- _Excerpted text_:

Smoke rolls out load door - any advice?

Smoke rolls out load door - any advice?

PostBy: steinkebunch On: Tue Oct 30, 2007 10:34 am

Hello coal experts. Thanks for the help so far regarding my homebuilt bituminous burner. Stove has been burning well, putting out more heat than necessary for this time of year. Gotta get the wife to hold back on the fires some.

The advice you gave me for getting a better burn by closing the secondary air is working great - see link below for that thread:
Burn seems very erratic.

Now for the next issue. Ever since the first burn (with wood to get some confidence), I get smoke coming out the load door whenever I open it, especially with a fresh load of coal or wood, when most smoke is present. During mid burns, if I open the door, I can see what little smoke is being produced still tends to come out the door instead of the chimney.

I'll admit that I have a 6" diameter chimney. It is 15' high. The stove is in the basement, so I have double wall smoke pipe rising 2' from the stove, then an elbow, 12" of horizontal run to my wall thimble, where I enter a triple-wall tee, and head up the side of the house to the roof. The chimney could use another foot or two of height to get above my roofline (it's 10' from my roof peak horizontally, and the same height as my peak.

My draft seems OK - would be better with 8" I'm sure. But I can really get the fire rolling, and then the draft seems fairly impressive, getting the stove to 600 degrees occasionally. Even then, smoke will come out the door if I open it.

Here's what I'm wondering. Is it possible that I did not leave enough space above the load door opening? I have attached a 2-page PDF file showing a CAD view of the stove drawing. I have about 4-1/2" between the top of the door opening and the top of the stove. I have a baffle plate installed, and the 6" stove collar sticks down into the stove a few inches. My reasoning for building the collar this way was to force the heat to "roll" a little more to get more heat transfer.

To attempt to solve the smoke issue, I tried to reduce my door opening size a little last night by clamping a piece of steel inside the door opeing near the top. It seemed to help some, but it was difficult to tell because I did not have quite the right size scraps.

I'm really hoping the cause of the smoking is not the chimney size (expensive). But if that's truly the problem, then I just need to bite the bullet and go with 8".

BTW - I was looking at Harman's SF-250, and they use a 6" stove collar, and the model I saw has a metal flap that swings down when you open the door - appears to reduce the door opening size. Maybe I need something like that.

Thanks for the advice. I keep saying I'm going to post the plans I drew up, but I'd like to get some of these issues sorted out before I give out the CAD files, to keep others from making my mistakes.

Steinke
Attachments
Coal_Stove_Iso.pdf
BigHorn_Bituminous
(120.3 KiB) Downloaded 47 times
Select:BBcode: [nepafile=1437]Coal_Stove_Iso.pdf[/nepafile]
steinkebunch
 
Stove/Furnace Make: Homemade Bituminous Hand-Fed
Stove/Furnace Model: Prill underfed stoker Model M8

PostBy: WNY On: Tue Oct 30, 2007 12:53 pm

Can the baffle be moved more to the front? or Angled back towards the flue exit?

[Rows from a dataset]
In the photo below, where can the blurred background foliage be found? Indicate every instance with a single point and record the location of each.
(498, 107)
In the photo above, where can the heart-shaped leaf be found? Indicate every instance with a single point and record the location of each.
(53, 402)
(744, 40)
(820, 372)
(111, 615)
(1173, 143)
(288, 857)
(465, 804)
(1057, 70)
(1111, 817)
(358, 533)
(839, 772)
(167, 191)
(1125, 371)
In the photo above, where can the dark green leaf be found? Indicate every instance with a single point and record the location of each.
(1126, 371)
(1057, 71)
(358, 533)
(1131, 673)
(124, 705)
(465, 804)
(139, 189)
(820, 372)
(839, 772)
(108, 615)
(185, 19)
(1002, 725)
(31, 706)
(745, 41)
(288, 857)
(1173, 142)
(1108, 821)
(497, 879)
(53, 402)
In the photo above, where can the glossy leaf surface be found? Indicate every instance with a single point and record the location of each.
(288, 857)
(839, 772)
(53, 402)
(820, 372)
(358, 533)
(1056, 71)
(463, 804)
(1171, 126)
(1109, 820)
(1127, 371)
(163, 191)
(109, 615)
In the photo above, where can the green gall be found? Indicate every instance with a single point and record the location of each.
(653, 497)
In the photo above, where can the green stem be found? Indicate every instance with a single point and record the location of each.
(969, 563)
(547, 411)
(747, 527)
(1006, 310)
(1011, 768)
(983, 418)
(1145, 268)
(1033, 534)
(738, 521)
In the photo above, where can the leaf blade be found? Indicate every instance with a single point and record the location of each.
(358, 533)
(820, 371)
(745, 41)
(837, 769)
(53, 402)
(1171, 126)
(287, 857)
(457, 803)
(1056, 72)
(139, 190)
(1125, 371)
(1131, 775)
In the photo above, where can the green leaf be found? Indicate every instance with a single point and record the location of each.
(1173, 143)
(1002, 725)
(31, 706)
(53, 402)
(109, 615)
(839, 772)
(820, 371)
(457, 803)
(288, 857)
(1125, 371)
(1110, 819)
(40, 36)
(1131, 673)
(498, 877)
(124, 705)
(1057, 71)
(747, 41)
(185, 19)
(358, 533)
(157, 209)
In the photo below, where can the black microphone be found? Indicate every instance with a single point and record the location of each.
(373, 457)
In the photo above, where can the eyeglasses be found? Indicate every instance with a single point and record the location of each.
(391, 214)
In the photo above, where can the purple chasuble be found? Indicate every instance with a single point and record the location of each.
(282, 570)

- _Exercise task A_: Reproduce verbatim the stretch of the coal stove thread from "Here's what I'm" through "right size scraps.".
- _Exercise task B_: According to the coal stove thread, how much space is there between the top of the load door opening and the top of the stove?
- _Exercise task C_: In the coal stove thread, why was the 6" stove collar built so that it sticks down into the stove a few inches?
These entries have no connection to the coal stove thread.

- _Full answer A_:
Here's what I'm wondering. Is it possible that I did not leave enough space above the load door opening? I have attached a 2-page PDF file showing a CAD view of the stove drawing. I have about 4-1/2" between the top of the door opening and the top of the stove. I have a baffle plate installed, and the 6" stove collar sticks down into the stove a few inches. My reasoning for building the collar this way was to force the heat to "roll" a little more to get more heat transfer.

To attempt to solve the smoke issue, I tried to reduce my door opening size a little last night by clamping a piece of steel inside the door opeing near the top. It seemed to help some, but it was difficult to tell because I did not have quite the right size scraps.

- _Full answer B_: About 4-1/2 inches.

- _Full answer C_: It was built that way to force the heat to "roll" a little more, which would give more heat transfer.